** PROBLEM DESCRIPTION **
Copy the records below word for word, starting at the line that contains "The user would like to know where the golden" and ending at the line that contains "[10,243,427,399]", including both of those lines.

** DATA SUPPLIED **
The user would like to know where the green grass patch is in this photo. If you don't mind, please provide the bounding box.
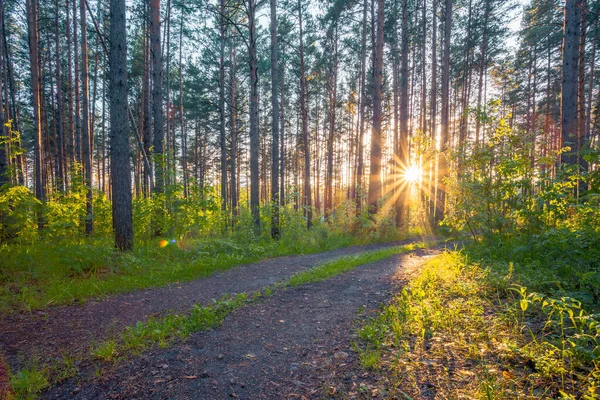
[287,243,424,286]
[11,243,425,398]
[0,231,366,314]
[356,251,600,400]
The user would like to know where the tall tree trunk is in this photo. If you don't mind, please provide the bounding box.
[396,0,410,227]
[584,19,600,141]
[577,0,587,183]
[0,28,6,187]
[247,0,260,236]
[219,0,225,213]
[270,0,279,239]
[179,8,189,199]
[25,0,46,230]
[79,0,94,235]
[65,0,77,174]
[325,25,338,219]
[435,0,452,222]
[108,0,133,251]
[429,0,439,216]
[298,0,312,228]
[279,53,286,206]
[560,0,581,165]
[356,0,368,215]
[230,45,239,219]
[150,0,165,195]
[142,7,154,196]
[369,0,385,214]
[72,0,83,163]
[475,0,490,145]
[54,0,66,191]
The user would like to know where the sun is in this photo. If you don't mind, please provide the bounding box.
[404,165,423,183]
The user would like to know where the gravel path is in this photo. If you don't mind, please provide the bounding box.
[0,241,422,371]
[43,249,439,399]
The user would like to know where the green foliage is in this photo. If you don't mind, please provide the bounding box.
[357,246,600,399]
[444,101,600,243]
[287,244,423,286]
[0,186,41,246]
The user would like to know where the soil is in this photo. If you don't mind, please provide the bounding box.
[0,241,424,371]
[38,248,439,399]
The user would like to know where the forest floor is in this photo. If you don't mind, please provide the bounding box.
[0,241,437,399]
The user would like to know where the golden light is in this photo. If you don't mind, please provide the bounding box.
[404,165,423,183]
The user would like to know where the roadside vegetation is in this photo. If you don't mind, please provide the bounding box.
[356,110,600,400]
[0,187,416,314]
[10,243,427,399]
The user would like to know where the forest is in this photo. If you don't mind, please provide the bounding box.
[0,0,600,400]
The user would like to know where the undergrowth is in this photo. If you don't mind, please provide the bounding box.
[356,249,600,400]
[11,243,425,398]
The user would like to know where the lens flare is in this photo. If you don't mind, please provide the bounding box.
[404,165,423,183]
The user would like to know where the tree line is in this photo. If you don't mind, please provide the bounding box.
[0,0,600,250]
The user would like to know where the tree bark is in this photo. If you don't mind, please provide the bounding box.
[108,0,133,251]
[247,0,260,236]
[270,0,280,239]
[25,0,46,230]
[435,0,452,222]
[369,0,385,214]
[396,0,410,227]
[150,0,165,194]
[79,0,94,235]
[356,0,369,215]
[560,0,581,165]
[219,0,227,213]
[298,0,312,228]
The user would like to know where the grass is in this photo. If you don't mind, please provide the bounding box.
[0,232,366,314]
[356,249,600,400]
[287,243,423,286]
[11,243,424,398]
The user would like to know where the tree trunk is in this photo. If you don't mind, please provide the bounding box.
==
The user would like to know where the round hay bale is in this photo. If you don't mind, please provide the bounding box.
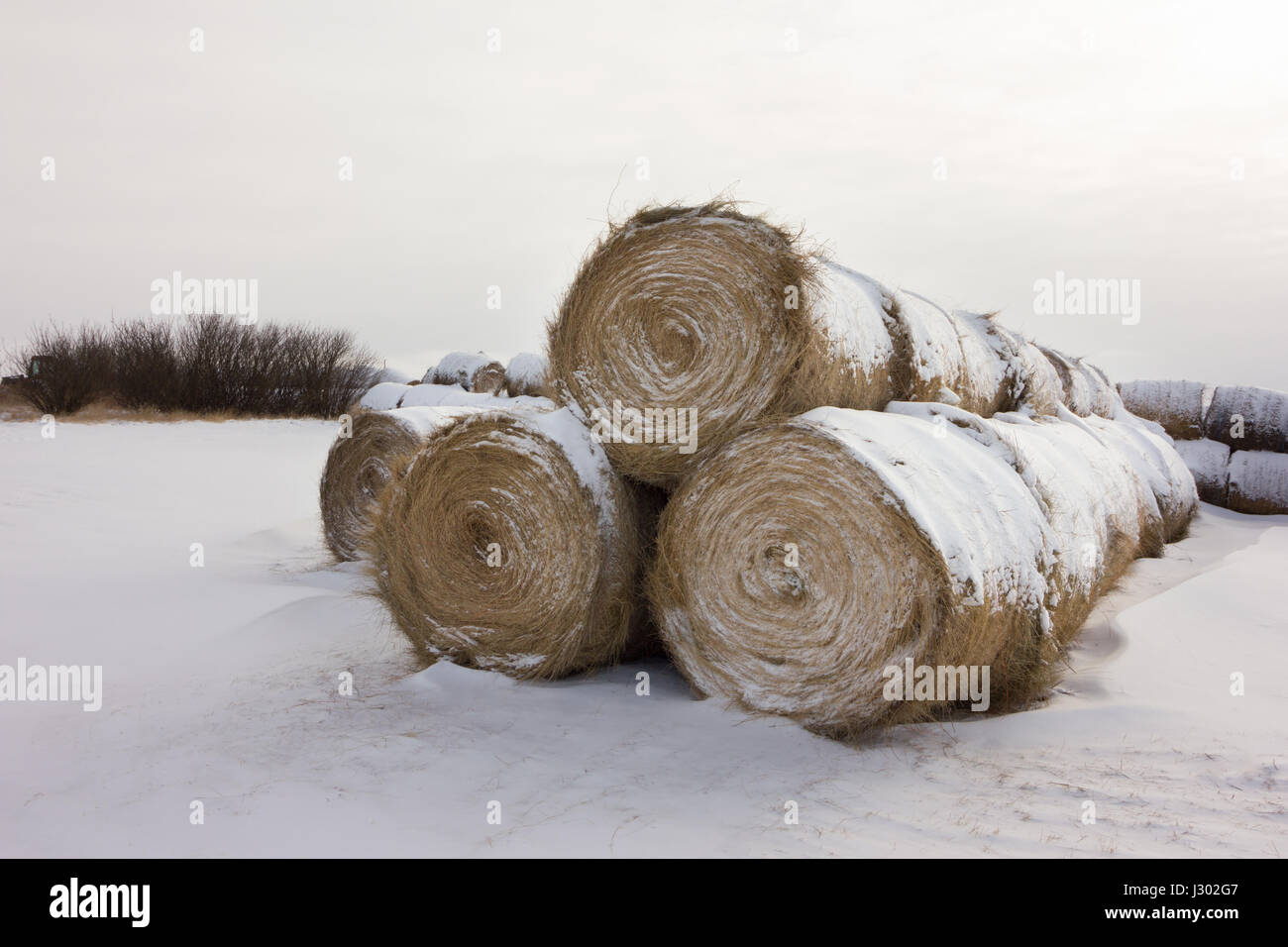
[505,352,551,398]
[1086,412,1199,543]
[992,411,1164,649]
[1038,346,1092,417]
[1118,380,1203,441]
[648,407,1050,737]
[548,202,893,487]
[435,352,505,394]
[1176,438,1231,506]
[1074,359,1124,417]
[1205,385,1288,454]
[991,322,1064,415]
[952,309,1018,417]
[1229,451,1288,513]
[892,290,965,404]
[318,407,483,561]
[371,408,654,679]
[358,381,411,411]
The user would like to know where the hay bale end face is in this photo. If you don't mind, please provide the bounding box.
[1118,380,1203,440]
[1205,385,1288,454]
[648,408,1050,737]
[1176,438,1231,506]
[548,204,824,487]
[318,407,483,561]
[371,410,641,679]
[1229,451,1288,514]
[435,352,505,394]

** THE REPLY **
The user would like to know where the golden light is in this photo. If you don't mind, please provide the bounding box.
[404,165,423,183]
The user would like to know where the roadside vegetation is in this photo. If you don't mind, please provide the bounding box.
[356,110,600,400]
[0,187,416,314]
[10,243,427,399]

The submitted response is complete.